Labeled contour entries:

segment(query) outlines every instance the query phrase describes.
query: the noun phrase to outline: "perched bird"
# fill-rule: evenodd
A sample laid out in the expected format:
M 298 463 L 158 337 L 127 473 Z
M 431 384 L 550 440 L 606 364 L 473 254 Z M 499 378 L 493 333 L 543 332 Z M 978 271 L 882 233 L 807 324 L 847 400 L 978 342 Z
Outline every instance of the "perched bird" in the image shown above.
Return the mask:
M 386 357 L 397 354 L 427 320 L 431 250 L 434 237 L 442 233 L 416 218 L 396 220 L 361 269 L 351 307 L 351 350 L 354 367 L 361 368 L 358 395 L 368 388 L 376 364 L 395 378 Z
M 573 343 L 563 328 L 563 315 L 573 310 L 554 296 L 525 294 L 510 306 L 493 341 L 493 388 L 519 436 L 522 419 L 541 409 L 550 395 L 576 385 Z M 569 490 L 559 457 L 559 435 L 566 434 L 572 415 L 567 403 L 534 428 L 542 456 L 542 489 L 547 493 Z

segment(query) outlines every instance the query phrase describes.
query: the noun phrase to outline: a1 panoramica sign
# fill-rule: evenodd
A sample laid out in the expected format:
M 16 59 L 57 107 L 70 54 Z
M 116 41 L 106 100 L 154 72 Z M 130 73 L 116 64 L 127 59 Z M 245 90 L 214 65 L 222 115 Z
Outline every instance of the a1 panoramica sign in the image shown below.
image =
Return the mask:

- What to do -
Show each line of the listing that contains the word "shown".

- Result below -
Outline every instance of the "perched bird" in the image shown above.
Outline every instance of the a1 panoramica sign in the image shown below.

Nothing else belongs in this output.